Instructions to follow. Where the line containing "of the clear" appears in the records below, begin there and write out each line exactly until the last one, and nothing more.

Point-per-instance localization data
# # # #

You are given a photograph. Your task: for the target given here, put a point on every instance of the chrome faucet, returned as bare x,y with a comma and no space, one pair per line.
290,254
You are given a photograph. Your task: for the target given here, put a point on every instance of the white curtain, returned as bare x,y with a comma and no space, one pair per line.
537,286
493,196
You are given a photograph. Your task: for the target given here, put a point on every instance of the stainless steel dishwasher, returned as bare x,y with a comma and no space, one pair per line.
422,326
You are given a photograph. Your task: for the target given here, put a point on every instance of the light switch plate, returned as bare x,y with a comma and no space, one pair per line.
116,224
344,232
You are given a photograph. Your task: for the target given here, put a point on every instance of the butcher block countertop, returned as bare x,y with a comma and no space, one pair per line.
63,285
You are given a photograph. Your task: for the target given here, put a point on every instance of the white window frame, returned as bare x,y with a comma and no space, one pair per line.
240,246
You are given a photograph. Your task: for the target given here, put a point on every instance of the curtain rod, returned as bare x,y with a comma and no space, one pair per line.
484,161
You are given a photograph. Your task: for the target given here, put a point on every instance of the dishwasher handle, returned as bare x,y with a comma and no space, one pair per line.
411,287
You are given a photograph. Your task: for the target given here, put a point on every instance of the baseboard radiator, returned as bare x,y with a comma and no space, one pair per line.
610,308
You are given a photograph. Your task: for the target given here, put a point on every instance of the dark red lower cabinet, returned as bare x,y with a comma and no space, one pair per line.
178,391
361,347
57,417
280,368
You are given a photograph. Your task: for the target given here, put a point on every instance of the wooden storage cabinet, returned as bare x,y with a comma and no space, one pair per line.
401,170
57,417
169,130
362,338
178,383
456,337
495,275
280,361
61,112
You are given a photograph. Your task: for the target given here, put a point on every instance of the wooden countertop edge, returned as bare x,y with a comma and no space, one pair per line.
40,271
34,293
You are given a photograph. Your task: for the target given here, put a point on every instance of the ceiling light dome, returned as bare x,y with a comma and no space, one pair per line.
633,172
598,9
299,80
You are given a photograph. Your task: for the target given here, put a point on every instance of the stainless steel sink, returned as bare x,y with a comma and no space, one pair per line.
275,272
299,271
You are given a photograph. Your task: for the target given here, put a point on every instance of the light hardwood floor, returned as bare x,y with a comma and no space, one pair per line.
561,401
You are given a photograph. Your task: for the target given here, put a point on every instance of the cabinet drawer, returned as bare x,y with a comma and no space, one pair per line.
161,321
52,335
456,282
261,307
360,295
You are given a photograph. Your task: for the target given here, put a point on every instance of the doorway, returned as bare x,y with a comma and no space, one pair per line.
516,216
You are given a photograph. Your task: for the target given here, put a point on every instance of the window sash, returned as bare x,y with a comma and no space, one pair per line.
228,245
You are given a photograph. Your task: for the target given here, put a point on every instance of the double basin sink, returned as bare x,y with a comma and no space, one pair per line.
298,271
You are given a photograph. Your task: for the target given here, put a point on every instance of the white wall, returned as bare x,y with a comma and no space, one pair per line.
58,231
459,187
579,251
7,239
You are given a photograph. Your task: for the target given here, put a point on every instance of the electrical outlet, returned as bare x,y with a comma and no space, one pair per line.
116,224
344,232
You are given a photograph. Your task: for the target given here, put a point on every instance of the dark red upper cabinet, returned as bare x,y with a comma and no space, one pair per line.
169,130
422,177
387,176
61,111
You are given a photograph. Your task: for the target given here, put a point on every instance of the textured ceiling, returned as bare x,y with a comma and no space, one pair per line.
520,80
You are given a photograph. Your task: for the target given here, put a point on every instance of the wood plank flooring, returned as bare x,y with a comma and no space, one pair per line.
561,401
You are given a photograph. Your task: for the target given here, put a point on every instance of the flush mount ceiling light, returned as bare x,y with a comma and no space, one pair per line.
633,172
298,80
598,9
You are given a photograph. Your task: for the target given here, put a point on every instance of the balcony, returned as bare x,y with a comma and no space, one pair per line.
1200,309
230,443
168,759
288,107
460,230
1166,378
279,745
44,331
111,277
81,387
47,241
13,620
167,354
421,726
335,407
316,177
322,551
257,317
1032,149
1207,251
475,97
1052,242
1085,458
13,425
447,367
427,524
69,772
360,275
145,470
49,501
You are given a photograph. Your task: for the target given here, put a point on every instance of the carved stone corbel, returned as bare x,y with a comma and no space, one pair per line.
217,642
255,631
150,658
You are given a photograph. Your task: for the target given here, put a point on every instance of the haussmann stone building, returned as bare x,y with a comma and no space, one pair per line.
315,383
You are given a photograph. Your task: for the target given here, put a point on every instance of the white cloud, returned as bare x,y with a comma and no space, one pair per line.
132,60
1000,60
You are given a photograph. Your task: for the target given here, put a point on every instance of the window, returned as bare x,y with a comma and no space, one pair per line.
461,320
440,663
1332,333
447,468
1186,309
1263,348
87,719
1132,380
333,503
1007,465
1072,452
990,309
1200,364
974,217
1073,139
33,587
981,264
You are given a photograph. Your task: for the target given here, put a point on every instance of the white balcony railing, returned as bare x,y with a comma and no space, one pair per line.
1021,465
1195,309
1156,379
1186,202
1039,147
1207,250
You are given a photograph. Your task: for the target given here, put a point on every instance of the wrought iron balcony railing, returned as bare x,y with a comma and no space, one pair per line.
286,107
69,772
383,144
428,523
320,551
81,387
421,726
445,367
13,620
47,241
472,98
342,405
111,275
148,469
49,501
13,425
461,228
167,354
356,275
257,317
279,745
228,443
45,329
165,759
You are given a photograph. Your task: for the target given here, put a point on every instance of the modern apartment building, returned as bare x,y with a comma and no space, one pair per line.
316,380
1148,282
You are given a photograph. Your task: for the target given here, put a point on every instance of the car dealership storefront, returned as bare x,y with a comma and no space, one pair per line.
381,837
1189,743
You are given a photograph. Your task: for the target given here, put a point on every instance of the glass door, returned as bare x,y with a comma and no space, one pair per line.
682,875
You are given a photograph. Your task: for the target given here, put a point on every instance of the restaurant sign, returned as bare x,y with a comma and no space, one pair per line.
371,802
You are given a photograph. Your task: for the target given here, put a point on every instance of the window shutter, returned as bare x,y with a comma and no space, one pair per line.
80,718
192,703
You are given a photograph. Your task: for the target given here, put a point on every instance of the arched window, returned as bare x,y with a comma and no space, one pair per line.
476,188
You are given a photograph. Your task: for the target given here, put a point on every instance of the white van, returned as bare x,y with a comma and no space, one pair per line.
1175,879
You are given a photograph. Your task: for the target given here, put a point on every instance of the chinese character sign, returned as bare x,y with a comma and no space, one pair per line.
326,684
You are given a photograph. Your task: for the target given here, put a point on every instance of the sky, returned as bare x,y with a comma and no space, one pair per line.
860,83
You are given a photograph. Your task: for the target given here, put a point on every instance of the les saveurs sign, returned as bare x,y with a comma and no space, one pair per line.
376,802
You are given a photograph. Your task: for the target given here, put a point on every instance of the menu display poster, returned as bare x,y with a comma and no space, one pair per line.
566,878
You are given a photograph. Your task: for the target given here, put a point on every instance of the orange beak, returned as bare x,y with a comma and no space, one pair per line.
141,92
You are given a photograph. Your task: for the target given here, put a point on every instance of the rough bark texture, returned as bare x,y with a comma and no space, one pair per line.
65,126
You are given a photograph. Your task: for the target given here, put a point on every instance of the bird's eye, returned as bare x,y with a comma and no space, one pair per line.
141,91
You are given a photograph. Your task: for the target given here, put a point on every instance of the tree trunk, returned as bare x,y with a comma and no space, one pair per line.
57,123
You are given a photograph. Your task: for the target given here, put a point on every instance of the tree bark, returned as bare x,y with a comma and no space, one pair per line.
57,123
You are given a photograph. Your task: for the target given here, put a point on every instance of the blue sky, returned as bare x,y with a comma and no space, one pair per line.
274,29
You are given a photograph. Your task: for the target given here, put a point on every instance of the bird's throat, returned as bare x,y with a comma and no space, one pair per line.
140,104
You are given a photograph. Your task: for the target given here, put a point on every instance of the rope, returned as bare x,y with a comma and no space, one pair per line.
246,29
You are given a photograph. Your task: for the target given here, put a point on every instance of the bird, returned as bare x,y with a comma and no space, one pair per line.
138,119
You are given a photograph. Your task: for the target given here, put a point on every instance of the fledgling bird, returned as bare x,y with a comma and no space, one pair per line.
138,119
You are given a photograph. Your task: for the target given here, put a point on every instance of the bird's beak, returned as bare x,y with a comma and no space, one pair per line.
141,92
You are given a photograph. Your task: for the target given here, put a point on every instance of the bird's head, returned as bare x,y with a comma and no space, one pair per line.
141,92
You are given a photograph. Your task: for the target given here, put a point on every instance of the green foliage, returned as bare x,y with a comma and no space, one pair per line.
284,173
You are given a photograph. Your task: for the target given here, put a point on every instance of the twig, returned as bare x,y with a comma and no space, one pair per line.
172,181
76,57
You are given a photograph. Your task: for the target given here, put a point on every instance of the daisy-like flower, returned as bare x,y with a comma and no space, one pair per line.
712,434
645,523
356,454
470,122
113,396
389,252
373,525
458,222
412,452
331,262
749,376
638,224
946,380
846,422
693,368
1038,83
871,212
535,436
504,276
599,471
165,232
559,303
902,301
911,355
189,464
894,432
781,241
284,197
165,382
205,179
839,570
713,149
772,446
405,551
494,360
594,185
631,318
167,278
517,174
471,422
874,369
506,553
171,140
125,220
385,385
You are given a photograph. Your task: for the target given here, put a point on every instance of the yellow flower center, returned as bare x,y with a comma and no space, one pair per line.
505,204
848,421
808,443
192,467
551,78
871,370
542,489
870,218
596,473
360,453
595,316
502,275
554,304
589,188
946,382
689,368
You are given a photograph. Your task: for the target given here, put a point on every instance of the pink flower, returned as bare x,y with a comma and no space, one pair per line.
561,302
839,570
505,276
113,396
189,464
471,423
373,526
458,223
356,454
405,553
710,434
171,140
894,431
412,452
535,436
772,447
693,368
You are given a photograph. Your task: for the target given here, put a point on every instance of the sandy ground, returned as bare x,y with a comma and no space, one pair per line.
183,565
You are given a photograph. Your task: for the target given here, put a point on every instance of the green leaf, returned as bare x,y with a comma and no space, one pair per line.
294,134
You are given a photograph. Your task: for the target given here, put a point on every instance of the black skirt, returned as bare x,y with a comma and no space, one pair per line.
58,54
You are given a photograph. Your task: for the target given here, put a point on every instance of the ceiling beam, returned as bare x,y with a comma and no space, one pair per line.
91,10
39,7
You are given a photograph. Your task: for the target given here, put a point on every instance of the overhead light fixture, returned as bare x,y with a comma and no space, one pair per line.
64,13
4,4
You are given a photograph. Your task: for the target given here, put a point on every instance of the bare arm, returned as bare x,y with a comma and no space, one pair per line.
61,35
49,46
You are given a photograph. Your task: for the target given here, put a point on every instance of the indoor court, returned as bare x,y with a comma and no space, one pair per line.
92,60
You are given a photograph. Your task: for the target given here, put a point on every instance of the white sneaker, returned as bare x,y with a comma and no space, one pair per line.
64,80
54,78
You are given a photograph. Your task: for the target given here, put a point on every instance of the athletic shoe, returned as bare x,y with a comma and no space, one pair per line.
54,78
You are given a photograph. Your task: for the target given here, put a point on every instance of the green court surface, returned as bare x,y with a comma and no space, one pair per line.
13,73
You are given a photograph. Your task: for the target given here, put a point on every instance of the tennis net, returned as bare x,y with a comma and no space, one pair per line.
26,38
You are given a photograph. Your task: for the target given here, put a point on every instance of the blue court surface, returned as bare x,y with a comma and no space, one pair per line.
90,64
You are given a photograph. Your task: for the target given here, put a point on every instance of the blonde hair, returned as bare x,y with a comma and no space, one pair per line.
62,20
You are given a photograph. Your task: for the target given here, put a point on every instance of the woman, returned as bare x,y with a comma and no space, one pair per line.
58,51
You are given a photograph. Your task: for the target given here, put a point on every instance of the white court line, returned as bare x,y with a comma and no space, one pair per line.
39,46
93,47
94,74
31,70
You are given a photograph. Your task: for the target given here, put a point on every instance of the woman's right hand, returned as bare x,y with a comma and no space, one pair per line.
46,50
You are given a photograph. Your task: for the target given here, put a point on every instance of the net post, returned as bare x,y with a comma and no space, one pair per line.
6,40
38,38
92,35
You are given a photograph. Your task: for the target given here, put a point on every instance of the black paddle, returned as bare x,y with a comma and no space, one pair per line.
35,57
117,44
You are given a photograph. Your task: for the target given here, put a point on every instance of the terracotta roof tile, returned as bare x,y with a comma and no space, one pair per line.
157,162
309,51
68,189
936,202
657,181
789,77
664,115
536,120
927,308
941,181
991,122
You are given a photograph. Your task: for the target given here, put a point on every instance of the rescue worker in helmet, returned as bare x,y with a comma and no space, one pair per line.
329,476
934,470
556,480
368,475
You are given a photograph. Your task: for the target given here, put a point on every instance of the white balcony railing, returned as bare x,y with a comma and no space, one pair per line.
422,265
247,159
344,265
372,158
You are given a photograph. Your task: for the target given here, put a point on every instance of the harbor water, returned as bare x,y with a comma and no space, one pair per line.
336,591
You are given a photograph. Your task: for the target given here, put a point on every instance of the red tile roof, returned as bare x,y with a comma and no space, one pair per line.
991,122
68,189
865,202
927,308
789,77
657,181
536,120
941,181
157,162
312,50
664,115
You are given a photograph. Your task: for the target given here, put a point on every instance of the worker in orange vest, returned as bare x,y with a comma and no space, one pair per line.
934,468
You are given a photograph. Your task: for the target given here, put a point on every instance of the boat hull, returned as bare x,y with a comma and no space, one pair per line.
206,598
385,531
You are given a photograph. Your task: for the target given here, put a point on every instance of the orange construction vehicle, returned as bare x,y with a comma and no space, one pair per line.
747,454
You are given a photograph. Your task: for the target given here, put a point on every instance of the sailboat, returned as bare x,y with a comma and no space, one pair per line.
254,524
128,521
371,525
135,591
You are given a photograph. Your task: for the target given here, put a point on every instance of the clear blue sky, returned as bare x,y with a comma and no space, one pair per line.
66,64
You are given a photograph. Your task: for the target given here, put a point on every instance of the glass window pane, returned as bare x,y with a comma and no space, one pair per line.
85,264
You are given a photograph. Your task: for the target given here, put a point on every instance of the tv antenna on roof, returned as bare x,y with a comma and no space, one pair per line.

# # # #

Response below.
You are given a photograph. Your task: for the target given here, put a point on every instance of the clear blue sky, returned as bare x,y with a comma and no space, one pair per line.
66,64
You are given a photograph. Your task: for the target given here, put a point on every instance of the glass window pane, returned as bare x,y with a comma and no space, one pair per line.
85,264
You are given a photograph. Your task: for the target given here, put a point on every instance of the tv antenna on roof, returned as bare x,y with a comma and no space, one pair per line.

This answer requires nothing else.